(Data listing)
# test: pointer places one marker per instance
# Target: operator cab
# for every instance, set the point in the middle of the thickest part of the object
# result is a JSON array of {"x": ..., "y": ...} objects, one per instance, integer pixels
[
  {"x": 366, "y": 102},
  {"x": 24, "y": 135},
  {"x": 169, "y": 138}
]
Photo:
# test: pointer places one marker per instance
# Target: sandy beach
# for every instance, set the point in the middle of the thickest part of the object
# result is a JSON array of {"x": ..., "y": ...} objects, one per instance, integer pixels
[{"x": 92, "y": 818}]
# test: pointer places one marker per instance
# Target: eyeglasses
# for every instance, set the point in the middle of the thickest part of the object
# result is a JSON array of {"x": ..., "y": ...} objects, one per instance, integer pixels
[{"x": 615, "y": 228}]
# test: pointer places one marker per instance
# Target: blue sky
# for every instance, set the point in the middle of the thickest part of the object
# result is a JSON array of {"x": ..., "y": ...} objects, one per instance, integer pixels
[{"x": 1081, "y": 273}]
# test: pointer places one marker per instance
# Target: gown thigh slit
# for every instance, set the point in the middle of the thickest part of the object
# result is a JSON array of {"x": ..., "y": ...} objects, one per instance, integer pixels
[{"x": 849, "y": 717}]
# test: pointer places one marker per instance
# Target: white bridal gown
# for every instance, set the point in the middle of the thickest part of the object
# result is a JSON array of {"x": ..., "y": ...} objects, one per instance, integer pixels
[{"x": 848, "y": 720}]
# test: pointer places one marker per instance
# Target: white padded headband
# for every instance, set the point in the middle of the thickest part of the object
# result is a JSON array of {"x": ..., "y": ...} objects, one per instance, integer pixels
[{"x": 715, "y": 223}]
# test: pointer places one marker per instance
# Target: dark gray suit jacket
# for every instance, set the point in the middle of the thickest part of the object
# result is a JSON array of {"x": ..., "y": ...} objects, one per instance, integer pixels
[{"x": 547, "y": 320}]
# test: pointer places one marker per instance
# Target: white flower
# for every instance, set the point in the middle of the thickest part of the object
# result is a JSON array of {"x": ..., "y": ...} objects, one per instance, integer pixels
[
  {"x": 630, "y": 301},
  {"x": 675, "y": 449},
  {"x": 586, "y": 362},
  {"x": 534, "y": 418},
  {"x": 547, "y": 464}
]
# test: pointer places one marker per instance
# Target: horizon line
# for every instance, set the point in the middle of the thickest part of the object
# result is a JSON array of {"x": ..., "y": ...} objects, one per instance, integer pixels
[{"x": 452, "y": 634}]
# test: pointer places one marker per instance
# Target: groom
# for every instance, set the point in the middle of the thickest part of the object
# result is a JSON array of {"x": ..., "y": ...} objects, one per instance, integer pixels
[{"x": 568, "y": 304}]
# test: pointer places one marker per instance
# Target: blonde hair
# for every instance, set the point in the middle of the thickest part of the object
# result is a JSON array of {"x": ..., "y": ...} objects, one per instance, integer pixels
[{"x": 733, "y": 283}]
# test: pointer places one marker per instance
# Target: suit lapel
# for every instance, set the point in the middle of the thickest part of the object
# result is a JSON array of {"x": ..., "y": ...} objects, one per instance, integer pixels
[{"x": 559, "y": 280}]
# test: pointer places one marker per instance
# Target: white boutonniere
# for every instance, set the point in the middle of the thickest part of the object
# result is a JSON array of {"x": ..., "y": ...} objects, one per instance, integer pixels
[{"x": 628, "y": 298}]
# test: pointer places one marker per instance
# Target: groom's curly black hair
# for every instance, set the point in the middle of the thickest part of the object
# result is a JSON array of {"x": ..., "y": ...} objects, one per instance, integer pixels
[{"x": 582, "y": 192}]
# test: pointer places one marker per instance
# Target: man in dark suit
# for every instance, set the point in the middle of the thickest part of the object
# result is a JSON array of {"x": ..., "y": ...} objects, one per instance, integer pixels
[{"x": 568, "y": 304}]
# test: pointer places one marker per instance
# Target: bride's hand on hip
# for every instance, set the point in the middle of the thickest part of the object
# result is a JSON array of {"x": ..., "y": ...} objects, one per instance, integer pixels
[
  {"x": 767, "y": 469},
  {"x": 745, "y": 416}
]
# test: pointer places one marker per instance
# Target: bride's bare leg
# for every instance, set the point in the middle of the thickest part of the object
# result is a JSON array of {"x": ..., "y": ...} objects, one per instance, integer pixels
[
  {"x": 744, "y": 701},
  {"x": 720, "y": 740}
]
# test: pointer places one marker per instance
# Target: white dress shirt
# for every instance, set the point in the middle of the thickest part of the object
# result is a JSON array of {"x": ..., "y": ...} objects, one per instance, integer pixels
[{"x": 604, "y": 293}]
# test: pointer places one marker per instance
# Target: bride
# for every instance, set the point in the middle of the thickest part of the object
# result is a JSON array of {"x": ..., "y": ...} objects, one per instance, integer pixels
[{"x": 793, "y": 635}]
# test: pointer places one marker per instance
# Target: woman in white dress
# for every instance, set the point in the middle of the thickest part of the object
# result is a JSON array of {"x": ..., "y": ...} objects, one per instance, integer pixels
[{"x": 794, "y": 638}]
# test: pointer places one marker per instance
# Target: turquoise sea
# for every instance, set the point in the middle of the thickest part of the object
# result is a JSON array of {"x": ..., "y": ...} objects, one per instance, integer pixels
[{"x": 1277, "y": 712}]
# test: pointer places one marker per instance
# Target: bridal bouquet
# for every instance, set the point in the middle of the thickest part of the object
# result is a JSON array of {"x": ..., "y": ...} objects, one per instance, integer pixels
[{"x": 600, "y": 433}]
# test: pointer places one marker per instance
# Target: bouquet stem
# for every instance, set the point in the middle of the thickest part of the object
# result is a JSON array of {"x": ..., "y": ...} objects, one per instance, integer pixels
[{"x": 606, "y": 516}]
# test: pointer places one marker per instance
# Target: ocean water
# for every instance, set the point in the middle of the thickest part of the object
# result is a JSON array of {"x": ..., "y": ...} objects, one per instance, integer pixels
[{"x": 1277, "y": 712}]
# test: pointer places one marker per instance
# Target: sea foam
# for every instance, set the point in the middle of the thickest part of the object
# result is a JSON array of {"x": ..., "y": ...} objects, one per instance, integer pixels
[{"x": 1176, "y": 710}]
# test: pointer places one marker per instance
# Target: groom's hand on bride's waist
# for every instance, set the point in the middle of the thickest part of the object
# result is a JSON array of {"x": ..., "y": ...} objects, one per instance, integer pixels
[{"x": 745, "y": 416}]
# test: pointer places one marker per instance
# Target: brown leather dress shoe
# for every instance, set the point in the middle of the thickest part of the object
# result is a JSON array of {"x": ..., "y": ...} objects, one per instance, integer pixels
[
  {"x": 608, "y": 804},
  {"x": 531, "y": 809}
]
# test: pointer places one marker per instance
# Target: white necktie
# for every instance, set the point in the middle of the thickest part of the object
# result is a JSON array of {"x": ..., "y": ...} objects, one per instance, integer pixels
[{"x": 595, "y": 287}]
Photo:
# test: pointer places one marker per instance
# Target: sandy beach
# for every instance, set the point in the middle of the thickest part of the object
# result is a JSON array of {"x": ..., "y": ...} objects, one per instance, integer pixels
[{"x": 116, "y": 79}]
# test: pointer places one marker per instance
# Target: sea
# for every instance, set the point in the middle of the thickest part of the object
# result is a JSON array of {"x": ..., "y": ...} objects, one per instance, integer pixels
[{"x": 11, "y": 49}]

| OBJECTIVE |
All of the entries should be written out again exactly.

| ANSWER |
# test: pointer places one marker per instance
# Target: operator cab
# for every instance, set the point in the middle of the thickest part of the object
# result is a JSON array of {"x": ..., "y": ...} objects, one per instance, integer pixels
[
  {"x": 366, "y": 102},
  {"x": 24, "y": 135},
  {"x": 169, "y": 138}
]
Photo:
# test: pointer places one marker per instance
# Target: sandy beach
# for every instance, set the point in the middle of the thickest part of the object
# result is a JSON array of {"x": ..., "y": ...} objects, one per instance, integer pixels
[{"x": 92, "y": 818}]
# test: pointer places one marker per instance
# Target: eyeglasses
# for every instance, set the point in the middle of the thickest part of the object
# result is a JSON array of {"x": ..., "y": ...} objects, one per instance, integer pixels
[{"x": 615, "y": 228}]
# test: pointer places one marker per instance
# Target: blue sky
# for every instance, set the point in the middle of the thickest part of the object
# result is a JSON array of {"x": ..., "y": ...} objects, one per instance, integer pixels
[{"x": 1081, "y": 273}]
# test: pointer places one marker per instance
# Target: gown thigh slit
# for every instance, set the point in the middle of the thickest part of the object
# result is a JSON array of {"x": ..., "y": ...} objects, one per instance, integer pixels
[{"x": 849, "y": 717}]
# test: pointer places one marker per instance
# Target: white bridal gown
# for every instance, set the point in the middle of the thickest part of the object
# result is a JSON array of {"x": ..., "y": ...} objects, one per instance, integer pixels
[{"x": 848, "y": 720}]
# test: pointer places one marker per instance
# Target: white padded headband
# for every instance, set the point in the middle of the thickest part of the object
# result is a JSON array of {"x": ..., "y": ...} objects, one per instance, integer pixels
[{"x": 715, "y": 223}]
# test: pointer places one marker per instance
# Target: dark gray suit jacket
# for every instance, set the point in the middle of the thickest part of the object
# result is a JSON array of {"x": ..., "y": ...} objects, one per instance, integer pixels
[{"x": 547, "y": 320}]
# test: pointer places one marker per instance
# Target: white flower
# for every instance, set the point in the middle of the thickest part of the object
# result is a JSON array of {"x": ..., "y": ...} objects, one per instance, integer pixels
[
  {"x": 630, "y": 301},
  {"x": 675, "y": 449},
  {"x": 586, "y": 362},
  {"x": 534, "y": 418},
  {"x": 547, "y": 464}
]
# test: pointer places one marker per instance
# Target: horizon line
# for every instance, set the point in the middle of the thickest part of the object
# result is a JSON array of {"x": ..., "y": ...} objects, one per instance, integer pixels
[{"x": 452, "y": 634}]
# test: pointer places one marker per instance
# Target: groom
# for every instance, set the point in the middle of the thickest part of the object
# result is a JSON array of {"x": ..., "y": ...} objects, one per instance, integer pixels
[{"x": 568, "y": 304}]
# test: pointer places one marker per instance
# Target: blonde hair
# for every instance, set the point in the middle of the thickest part of the object
# result is a JSON array of {"x": ..., "y": ...} objects, one per instance, integer pixels
[{"x": 733, "y": 283}]
# test: pointer places one marker per instance
# Target: suit lapel
# for every instance, set the point in the middle of the thickest part of the object
# result is a JSON array of {"x": ..., "y": ...} objects, one per instance, integer pixels
[{"x": 559, "y": 280}]
# test: pointer places one marker per instance
# Target: white boutonniere
# for every instance, set the point in the middle of the thickest part of the object
# result is a JSON array of {"x": ..., "y": ...} objects, one per instance, integer pixels
[{"x": 628, "y": 298}]
# test: pointer places one marker per instance
# Target: groom's curly black hair
# for every instance, set the point in the middle of the thickest part of the object
# result is a JSON array of {"x": ..., "y": ...} objects, one per instance, integer pixels
[{"x": 582, "y": 192}]
# test: pointer places one marker per instance
# Target: man in dark suit
# for every instance, set the point in the middle of the thickest part of the object
# result is a JSON array of {"x": ..., "y": ...} objects, one per instance, integer pixels
[{"x": 568, "y": 304}]
# test: pointer places one marker per instance
# Target: bride's hand on hip
# for every instance, set the point in the middle of the thickest part of the object
# result is a JSON array of {"x": ..., "y": ...} objects, one per instance, integer pixels
[
  {"x": 767, "y": 469},
  {"x": 745, "y": 416}
]
# test: pointer places one marker per instance
# Target: bride's bare leg
# for every instance, set the point in the middle of the thickest part of the object
# result is a JSON array of {"x": ..., "y": ...} objects, one per instance, integer pixels
[
  {"x": 744, "y": 701},
  {"x": 720, "y": 740}
]
# test: pointer places one marker per instance
# Target: white dress shirt
# for every instance, set the point in the middle of the thickest part of the object
# result is a JSON array of {"x": ..., "y": ...} objects, one per instance, integer pixels
[{"x": 604, "y": 293}]
# test: pointer places one marker per instance
# Target: bride
# for every instance, set the point in the middle of the thickest part of the object
# result is a JSON array of {"x": ..., "y": ...} objects, one per instance, integer pixels
[{"x": 793, "y": 635}]
# test: pointer places one marker per instance
# Target: woman in white dress
# for every instance, set the point in the middle of the thickest part of the object
# result is a JSON array of {"x": ..., "y": ...} objects, one per instance, integer pixels
[{"x": 794, "y": 638}]
# test: pointer places one marker per instance
# Target: turquoise sea
# for every instance, set the point in the middle of the thickest part of the object
# result is a JSON array of {"x": ..., "y": ...} objects, one per instance, integer pixels
[{"x": 1277, "y": 712}]
# test: pointer places one marker per instance
# Target: bridal bouquet
# for every instance, set the point in the middle of the thickest part of the object
# result is a JSON array of {"x": ..., "y": ...} objects, one per instance, integer pixels
[{"x": 600, "y": 433}]
# test: pointer places one marker per instance
# Target: bouquet stem
# for every instance, set the point in the middle of the thickest part of the object
# result is a JSON array of {"x": ..., "y": ...} objects, one per instance, integer pixels
[{"x": 606, "y": 516}]
# test: pointer places one marker per instance
# Target: ocean water
# for every instance, set the point in the middle of the thickest part of the object
# result is a JSON array of {"x": ..., "y": ...} objects, one per instance, integer pixels
[{"x": 1277, "y": 712}]
# test: pointer places one marker per instance
# Target: sea foam
# for every instance, set the point in the middle of the thickest part of the object
# result is a JSON array of {"x": ..., "y": ...} objects, one per instance, integer pixels
[{"x": 1176, "y": 710}]
# test: pointer places one marker per instance
# Target: groom's hand on bride's waist
# for every instance, set the point in the middle of the thickest part of the object
# result is a JSON array of {"x": ..., "y": ...} objects, one per instance, integer pixels
[{"x": 745, "y": 416}]
# test: pointer places one marker per instance
# Target: brown leather dress shoe
# for every instance, set the point in the middle of the thickest part of the object
# result is a JSON array of {"x": ..., "y": ...} objects, one per instance, integer pixels
[
  {"x": 608, "y": 804},
  {"x": 531, "y": 809}
]
# test: pointer places one marker per instance
# Target: white necktie
# for every instance, set the point in the middle of the thickest part of the object
# result is a JSON array of {"x": ..., "y": ...} objects, one per instance, integer pixels
[{"x": 595, "y": 287}]
Photo:
# test: pointer places one marker per instance
# Target: sandy beach
# for every instance, set the point in the middle of the thickest part of the object
# result is a JSON array of {"x": ..., "y": ...} objects, one per instance, integer pixels
[{"x": 116, "y": 79}]
# test: pointer places one marker per instance
# Target: sea
# for every instance, set the point in the middle of the thickest part of the object
# result is a JSON array of {"x": ..., "y": ...} objects, one per instance, integer pixels
[{"x": 11, "y": 49}]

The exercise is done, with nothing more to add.